== TEXT EXCERPT ==
"""
By Claudia Harrington
Special to the Palisades News
Have you ever wanted to swat that nagging voice inside your head? You know the one: “better clear out the gutters before it rains,” “better sew those name tags in Joey’s drawers before he comes back from camp naked,” “better arrange those store-bought cake slices on a paper plate before PTA members realize you don’t bake.”
Lately my little voice has been nagging “better get those tax receipts organized before the April 18 deadline.” Truly, how can you get excited about tax receipts? After undergoing an audit, I discovered they are like little pieces of gold.
I’ve always lived my life thinking that when you got randomly chosen out of a trillion people it’s got to be a lucky thing, like Lotto. Boy, were my rose-colored glasses shattered when an IRS envelope came requesting our presence at an audit.
Armed with my receipts, Advil, Tylenol and my tax preparer, I arrived on time for my audit. Nervous? Not me, until we walked in and recognized the look on the auditor’s face. It was the look of a lion … a really hungry lion … who’d just spotted a five-course dinner. I think he even licked his chops.
The appointment was painless enough . . . in a root-canal-with-no-novocaine sort of way. Did you know that just because your IRS man can’t use a certain deduction, you can’t either?
“You had to pay for parking to see a client?” my IRS guy said. “Too bad, I can’t deduct my parking. You can’t deduct yours.”
"""
== WHAT YOU WILL DO ==
A: In the tax audit column, copy the passage from "I’ve always lived" to "at an audit.", substituting "a scratch-off ticket" for "Lotto".
B: According to the tax audit column, what did the writer bring to the audit?
C: In the tax audit column, what deadline does the writer's little voice mention for organizing tax receipts?
The data records that come next are separate material with no connection to the column.

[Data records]
"""
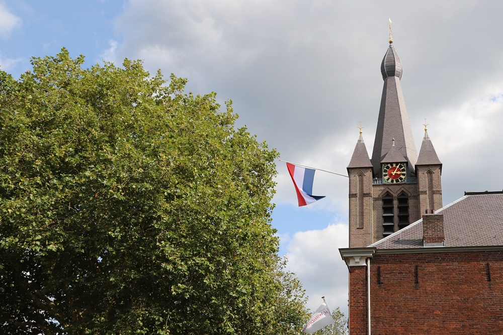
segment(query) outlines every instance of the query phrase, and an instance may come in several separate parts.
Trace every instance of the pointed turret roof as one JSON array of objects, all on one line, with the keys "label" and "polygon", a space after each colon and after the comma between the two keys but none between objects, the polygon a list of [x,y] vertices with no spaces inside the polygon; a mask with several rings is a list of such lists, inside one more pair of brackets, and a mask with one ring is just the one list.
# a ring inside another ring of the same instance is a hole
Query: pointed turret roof
[{"label": "pointed turret roof", "polygon": [[365,143],[363,142],[361,128],[360,128],[360,139],[356,143],[356,146],[355,147],[355,151],[353,152],[351,161],[349,162],[348,168],[372,167],[372,163],[370,162],[370,160],[369,159],[368,152],[367,151]]},{"label": "pointed turret roof", "polygon": [[391,149],[391,139],[394,139],[397,144],[395,149],[404,159],[401,161],[407,163],[407,173],[415,175],[417,153],[400,83],[403,73],[401,62],[392,43],[390,43],[382,60],[381,73],[384,84],[371,159],[374,172],[379,174],[383,160],[385,157],[387,160],[390,159],[391,156],[387,155]]},{"label": "pointed turret roof", "polygon": [[428,132],[425,129],[425,137],[423,139],[423,143],[421,144],[421,149],[419,151],[419,157],[417,158],[417,162],[416,165],[435,165],[440,164],[442,163],[439,157],[437,156],[437,152],[435,148],[433,147],[433,143],[432,143],[430,137],[428,136]]}]

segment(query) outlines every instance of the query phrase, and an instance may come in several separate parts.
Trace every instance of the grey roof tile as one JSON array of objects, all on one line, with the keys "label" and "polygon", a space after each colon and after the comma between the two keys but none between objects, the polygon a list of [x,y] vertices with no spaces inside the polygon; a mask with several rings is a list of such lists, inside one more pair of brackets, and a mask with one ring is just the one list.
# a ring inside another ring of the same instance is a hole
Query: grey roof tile
[{"label": "grey roof tile", "polygon": [[381,161],[381,163],[400,163],[401,162],[406,162],[407,160],[403,157],[402,153],[402,148],[397,147],[395,145],[391,146],[388,153],[386,154],[384,158]]},{"label": "grey roof tile", "polygon": [[363,140],[359,140],[355,147],[355,151],[353,152],[353,156],[351,157],[351,161],[349,162],[348,168],[372,167],[372,164],[369,159],[369,154],[365,144]]},{"label": "grey roof tile", "polygon": [[[391,71],[388,66],[391,66],[392,64],[394,64],[395,68]],[[399,74],[397,75],[399,65]],[[415,175],[417,153],[400,83],[401,63],[394,49],[391,46],[381,64],[381,72],[384,78],[384,84],[371,159],[374,172],[376,175],[379,174],[381,162],[391,149],[391,140],[394,138],[402,156],[408,163],[407,173],[409,176],[413,176]],[[392,72],[394,73],[394,75],[391,75]]]},{"label": "grey roof tile", "polygon": [[421,144],[421,149],[419,150],[419,156],[416,165],[433,165],[442,164],[440,160],[437,156],[437,152],[433,147],[433,144],[428,137],[428,133],[425,135],[425,138]]},{"label": "grey roof tile", "polygon": [[[503,245],[503,192],[465,195],[437,211],[441,212],[446,247]],[[423,219],[372,246],[378,249],[423,248]]]}]

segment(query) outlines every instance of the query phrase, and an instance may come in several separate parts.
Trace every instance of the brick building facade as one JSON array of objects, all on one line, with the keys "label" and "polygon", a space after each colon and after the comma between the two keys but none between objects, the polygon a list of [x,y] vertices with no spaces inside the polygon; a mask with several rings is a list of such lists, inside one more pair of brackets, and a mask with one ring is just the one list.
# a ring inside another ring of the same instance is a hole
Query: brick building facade
[{"label": "brick building facade", "polygon": [[350,335],[503,334],[503,192],[467,193],[369,247],[340,251]]},{"label": "brick building facade", "polygon": [[400,84],[401,63],[390,42],[372,159],[360,131],[349,165],[350,247],[368,246],[442,207],[442,163],[425,129],[418,156]]},{"label": "brick building facade", "polygon": [[372,159],[348,167],[350,335],[503,334],[503,192],[442,207],[442,163],[417,155],[391,42]]}]

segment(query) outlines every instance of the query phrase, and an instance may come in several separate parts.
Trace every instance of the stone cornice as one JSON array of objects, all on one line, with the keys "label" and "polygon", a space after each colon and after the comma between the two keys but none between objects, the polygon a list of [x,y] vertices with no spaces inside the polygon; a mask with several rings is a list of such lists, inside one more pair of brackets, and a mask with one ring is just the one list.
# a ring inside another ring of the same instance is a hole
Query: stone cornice
[{"label": "stone cornice", "polygon": [[[351,250],[349,249],[348,250]],[[340,249],[340,251],[341,249]],[[476,246],[472,247],[439,247],[403,249],[376,249],[376,255],[390,254],[428,254],[431,253],[473,252],[478,251],[503,251],[503,246]]]},{"label": "stone cornice", "polygon": [[339,249],[341,256],[350,266],[365,266],[367,258],[372,258],[375,253],[375,248],[345,248]]}]

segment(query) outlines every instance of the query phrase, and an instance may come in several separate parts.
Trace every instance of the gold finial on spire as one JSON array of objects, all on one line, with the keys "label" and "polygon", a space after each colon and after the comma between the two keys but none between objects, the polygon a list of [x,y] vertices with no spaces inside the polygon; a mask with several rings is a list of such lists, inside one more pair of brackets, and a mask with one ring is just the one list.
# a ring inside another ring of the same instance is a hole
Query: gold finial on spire
[{"label": "gold finial on spire", "polygon": [[391,19],[389,19],[389,43],[393,43],[393,34],[391,34]]},{"label": "gold finial on spire", "polygon": [[360,127],[357,127],[356,128],[358,128],[359,129],[360,129],[360,139],[358,140],[358,141],[363,141],[363,138],[362,137],[362,133],[363,133],[363,132],[362,131],[362,130],[365,127],[362,127],[362,122],[361,121],[360,122]]},{"label": "gold finial on spire", "polygon": [[425,126],[425,137],[424,138],[428,139],[428,125],[430,124],[426,123],[426,119],[425,119],[425,123],[423,124],[423,125]]}]

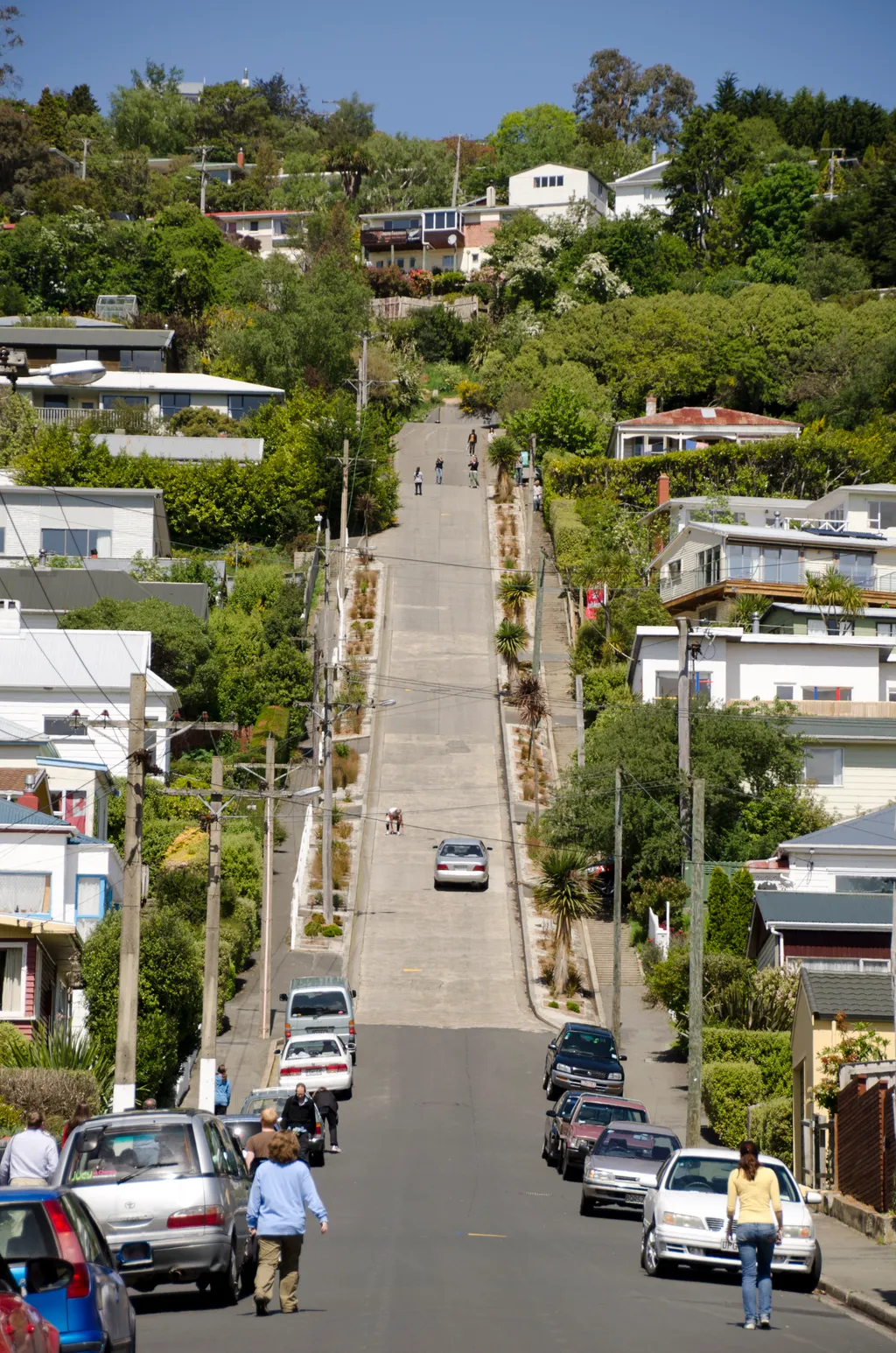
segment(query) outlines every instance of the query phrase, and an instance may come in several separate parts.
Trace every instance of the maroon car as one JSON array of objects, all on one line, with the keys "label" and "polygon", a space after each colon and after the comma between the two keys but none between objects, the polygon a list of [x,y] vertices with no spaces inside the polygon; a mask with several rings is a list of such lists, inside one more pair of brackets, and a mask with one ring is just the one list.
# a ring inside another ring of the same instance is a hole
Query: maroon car
[{"label": "maroon car", "polygon": [[647,1109],[637,1100],[614,1095],[583,1095],[568,1123],[558,1123],[556,1168],[564,1180],[578,1178],[585,1157],[608,1123],[650,1123]]}]

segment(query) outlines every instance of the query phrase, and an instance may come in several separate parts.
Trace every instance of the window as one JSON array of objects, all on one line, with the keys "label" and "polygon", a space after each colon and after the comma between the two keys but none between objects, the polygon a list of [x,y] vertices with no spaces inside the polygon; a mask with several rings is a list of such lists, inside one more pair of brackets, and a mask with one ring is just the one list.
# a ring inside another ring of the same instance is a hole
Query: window
[{"label": "window", "polygon": [[868,525],[872,530],[896,529],[896,502],[872,499],[868,505]]},{"label": "window", "polygon": [[70,555],[84,559],[96,555],[110,559],[112,553],[111,530],[62,530],[46,528],[41,532],[41,549],[46,555]]},{"label": "window", "polygon": [[[399,261],[398,267],[403,267]],[[227,413],[231,418],[245,418],[246,414],[253,414],[257,409],[264,409],[268,403],[267,395],[229,395],[227,396]]]},{"label": "window", "polygon": [[162,418],[173,418],[179,409],[189,409],[192,395],[175,395],[166,390],[158,396],[158,411]]},{"label": "window", "polygon": [[807,785],[843,783],[843,748],[815,747],[803,754],[803,779]]},{"label": "window", "polygon": [[851,686],[804,686],[803,700],[851,700]]}]

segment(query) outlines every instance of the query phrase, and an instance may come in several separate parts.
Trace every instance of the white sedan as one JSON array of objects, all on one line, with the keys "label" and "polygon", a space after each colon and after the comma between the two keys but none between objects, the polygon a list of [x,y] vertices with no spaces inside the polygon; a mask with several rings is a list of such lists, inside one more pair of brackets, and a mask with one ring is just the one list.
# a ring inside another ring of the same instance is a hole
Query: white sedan
[{"label": "white sedan", "polygon": [[280,1053],[277,1084],[295,1089],[303,1081],[309,1095],[328,1089],[352,1093],[352,1054],[336,1034],[300,1034],[291,1038]]},{"label": "white sedan", "polygon": [[[642,1268],[651,1277],[667,1273],[678,1264],[739,1268],[735,1246],[725,1245],[728,1176],[738,1153],[723,1147],[694,1146],[675,1151],[656,1176],[656,1185],[644,1197]],[[812,1291],[822,1275],[822,1252],[807,1203],[820,1203],[822,1195],[805,1197],[782,1161],[761,1155],[778,1176],[784,1239],[774,1247],[771,1269],[792,1273]]]}]

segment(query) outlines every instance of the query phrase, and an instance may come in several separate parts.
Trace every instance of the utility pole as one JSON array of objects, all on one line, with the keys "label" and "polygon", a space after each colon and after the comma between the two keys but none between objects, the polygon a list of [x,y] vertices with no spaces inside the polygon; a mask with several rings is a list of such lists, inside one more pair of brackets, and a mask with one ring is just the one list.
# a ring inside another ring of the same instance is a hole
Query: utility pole
[{"label": "utility pole", "polygon": [[271,1034],[271,917],[273,911],[273,789],[277,743],[268,733],[264,743],[264,890],[261,894],[261,1038]]},{"label": "utility pole", "polygon": [[623,1035],[623,767],[616,767],[613,797],[613,1038]]},{"label": "utility pole", "polygon": [[330,647],[330,526],[323,545],[323,812],[321,820],[321,892],[323,921],[333,924],[333,663]]},{"label": "utility pole", "polygon": [[688,859],[690,855],[690,659],[688,621],[679,616],[675,624],[678,625],[678,825],[682,859]]},{"label": "utility pole", "polygon": [[685,1146],[700,1146],[702,1091],[702,847],[707,782],[694,781],[694,821],[690,847],[690,994],[688,1001],[688,1130]]},{"label": "utility pole", "polygon": [[582,678],[575,678],[575,743],[577,743],[577,760],[579,766],[585,764],[585,690]]},{"label": "utility pole", "polygon": [[208,816],[208,893],[206,894],[206,967],[202,988],[202,1046],[199,1049],[199,1108],[215,1111],[218,1053],[218,961],[221,948],[221,794],[223,760],[211,758]]},{"label": "utility pole", "polygon": [[143,789],[146,781],[146,674],[131,674],[127,720],[125,800],[125,886],[118,957],[118,1032],[112,1112],[137,1101],[137,989],[139,980],[139,904],[143,885]]}]

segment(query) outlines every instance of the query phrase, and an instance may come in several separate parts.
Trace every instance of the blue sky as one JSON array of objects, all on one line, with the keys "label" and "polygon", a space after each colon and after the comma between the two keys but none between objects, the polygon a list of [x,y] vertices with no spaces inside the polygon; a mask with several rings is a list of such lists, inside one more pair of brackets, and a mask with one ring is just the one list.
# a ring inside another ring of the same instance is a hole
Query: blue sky
[{"label": "blue sky", "polygon": [[800,85],[896,106],[895,0],[456,0],[341,4],[269,0],[18,0],[22,95],[87,83],[106,107],[146,57],[188,80],[283,70],[314,107],[357,89],[386,131],[485,135],[503,112],[568,107],[598,47],[689,76],[701,100],[736,70],[742,85]]}]

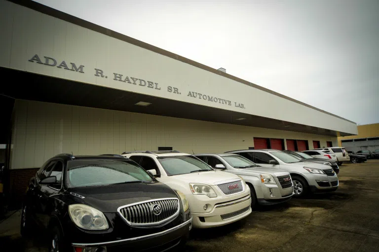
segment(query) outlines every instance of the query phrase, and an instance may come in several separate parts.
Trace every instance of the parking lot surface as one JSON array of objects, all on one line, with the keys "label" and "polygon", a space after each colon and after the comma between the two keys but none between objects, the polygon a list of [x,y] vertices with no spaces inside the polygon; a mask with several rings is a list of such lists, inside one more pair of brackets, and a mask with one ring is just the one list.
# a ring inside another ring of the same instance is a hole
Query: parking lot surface
[{"label": "parking lot surface", "polygon": [[[227,226],[192,229],[186,251],[379,251],[379,160],[340,170],[336,191],[261,208]],[[0,247],[46,251],[43,237],[21,237],[19,211],[9,215],[0,223]]]}]

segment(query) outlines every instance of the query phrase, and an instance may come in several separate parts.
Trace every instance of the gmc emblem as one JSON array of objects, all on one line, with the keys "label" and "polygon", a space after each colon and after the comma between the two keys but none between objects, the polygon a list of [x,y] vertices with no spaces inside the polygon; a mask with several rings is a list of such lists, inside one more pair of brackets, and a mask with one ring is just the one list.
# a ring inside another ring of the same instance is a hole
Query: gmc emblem
[{"label": "gmc emblem", "polygon": [[231,185],[230,186],[229,186],[228,188],[229,188],[229,190],[232,190],[233,189],[236,189],[239,187],[239,186],[238,186],[238,184],[235,184],[234,185]]}]

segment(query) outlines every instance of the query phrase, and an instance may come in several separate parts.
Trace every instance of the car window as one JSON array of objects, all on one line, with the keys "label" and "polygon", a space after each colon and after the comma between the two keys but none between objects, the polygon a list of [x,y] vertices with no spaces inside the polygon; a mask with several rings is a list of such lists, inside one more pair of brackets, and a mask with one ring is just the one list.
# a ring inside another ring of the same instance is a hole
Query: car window
[{"label": "car window", "polygon": [[299,158],[297,158],[284,152],[272,152],[270,153],[272,156],[276,157],[285,163],[297,163],[301,161]]},{"label": "car window", "polygon": [[212,168],[216,168],[216,164],[222,164],[225,165],[221,160],[215,157],[212,156],[208,157],[207,163],[208,165],[212,166]]},{"label": "car window", "polygon": [[141,158],[142,158],[142,156],[132,156],[129,157],[129,158],[132,159],[137,163],[139,164]]},{"label": "car window", "polygon": [[157,174],[160,174],[159,169],[154,160],[150,157],[143,157],[141,161],[141,166],[146,170],[155,170]]},{"label": "car window", "polygon": [[257,166],[255,163],[240,156],[227,156],[223,157],[223,158],[230,166],[235,168],[248,168]]},{"label": "car window", "polygon": [[60,161],[58,161],[55,164],[55,165],[51,170],[51,172],[49,174],[49,176],[55,176],[57,178],[57,184],[59,184],[59,185],[53,185],[52,186],[52,187],[55,188],[57,189],[60,189],[61,188],[62,184],[62,173],[63,171],[63,163]]},{"label": "car window", "polygon": [[39,179],[42,180],[46,177],[48,177],[49,174],[50,174],[51,170],[53,169],[53,167],[54,167],[54,166],[56,162],[56,161],[54,160],[51,161],[50,163],[49,163],[49,164],[46,167],[46,168],[42,171],[42,173],[39,176]]},{"label": "car window", "polygon": [[[315,152],[317,153],[317,154],[316,154],[316,155],[318,155],[318,153],[317,152]],[[308,155],[309,154],[304,153],[303,152],[297,152],[296,154],[298,154],[300,157],[301,157],[302,158],[304,158],[306,159],[312,159],[314,158],[313,158],[310,155]]]},{"label": "car window", "polygon": [[160,157],[157,159],[168,176],[213,170],[206,163],[191,156]]},{"label": "car window", "polygon": [[153,181],[145,170],[129,160],[76,159],[69,161],[67,167],[69,188]]},{"label": "car window", "polygon": [[[268,164],[268,161],[273,159],[274,158],[268,154],[262,152],[254,153],[254,161],[257,163]],[[299,159],[297,159],[299,160]]]}]

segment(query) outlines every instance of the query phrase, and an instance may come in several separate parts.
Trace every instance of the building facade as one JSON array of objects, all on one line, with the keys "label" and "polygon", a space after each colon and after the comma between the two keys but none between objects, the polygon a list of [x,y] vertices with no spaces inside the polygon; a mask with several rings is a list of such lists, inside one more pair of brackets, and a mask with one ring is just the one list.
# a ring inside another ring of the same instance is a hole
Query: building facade
[{"label": "building facade", "polygon": [[11,80],[0,144],[16,201],[60,153],[302,151],[357,133],[353,122],[33,1],[0,0],[0,71]]}]

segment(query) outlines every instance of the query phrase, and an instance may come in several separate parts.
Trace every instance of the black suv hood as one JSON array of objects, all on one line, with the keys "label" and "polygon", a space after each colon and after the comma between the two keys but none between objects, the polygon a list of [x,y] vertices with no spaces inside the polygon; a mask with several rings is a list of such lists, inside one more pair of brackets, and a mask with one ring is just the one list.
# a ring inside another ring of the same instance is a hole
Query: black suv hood
[{"label": "black suv hood", "polygon": [[130,183],[105,186],[71,188],[68,191],[84,198],[76,201],[93,207],[103,213],[115,213],[122,206],[150,199],[178,198],[174,190],[160,182]]}]

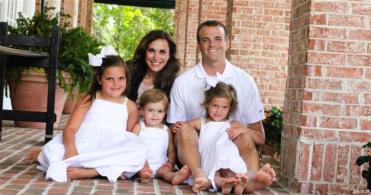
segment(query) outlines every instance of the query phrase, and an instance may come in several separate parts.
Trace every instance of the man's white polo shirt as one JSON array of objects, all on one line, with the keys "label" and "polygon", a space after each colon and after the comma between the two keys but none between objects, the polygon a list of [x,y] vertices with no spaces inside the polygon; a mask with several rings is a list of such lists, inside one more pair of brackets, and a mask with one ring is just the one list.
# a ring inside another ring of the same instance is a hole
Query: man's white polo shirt
[{"label": "man's white polo shirt", "polygon": [[[238,106],[235,115],[231,118],[242,124],[253,123],[265,118],[260,96],[254,79],[242,69],[226,59],[222,75],[223,81],[232,84],[237,92]],[[201,105],[205,99],[204,89],[207,75],[201,62],[178,77],[170,92],[170,105],[167,122],[188,121],[204,116]]]}]

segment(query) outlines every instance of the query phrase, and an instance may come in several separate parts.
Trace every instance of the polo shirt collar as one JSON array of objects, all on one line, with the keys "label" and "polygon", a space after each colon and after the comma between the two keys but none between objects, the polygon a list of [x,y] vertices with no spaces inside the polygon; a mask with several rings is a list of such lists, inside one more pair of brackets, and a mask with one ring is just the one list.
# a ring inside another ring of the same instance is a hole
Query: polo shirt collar
[{"label": "polo shirt collar", "polygon": [[[206,79],[209,75],[206,74],[205,71],[205,69],[203,69],[202,66],[202,61],[200,61],[197,65],[196,65],[196,75],[197,77],[200,79]],[[232,77],[233,73],[233,65],[228,60],[226,59],[226,67],[224,68],[222,75],[224,76],[225,78]]]}]

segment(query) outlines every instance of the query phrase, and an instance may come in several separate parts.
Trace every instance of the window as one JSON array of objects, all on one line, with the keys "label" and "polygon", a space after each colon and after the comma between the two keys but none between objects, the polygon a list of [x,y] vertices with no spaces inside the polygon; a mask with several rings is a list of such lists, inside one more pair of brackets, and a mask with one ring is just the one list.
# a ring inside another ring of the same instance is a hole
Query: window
"""
== EXPECTED RESPONSES ==
A:
I’ve always lived my life thinking that when you got randomly chosen out of a trillion people it’s got to be a lucky thing, like a scratch-off ticket. Boy, were my rose-colored glasses shattered when an IRS envelope came requesting our presence at an audit.

B: Receipts, Advil, Tylenol, and the writer's tax preparer.

C: The April 18 deadline.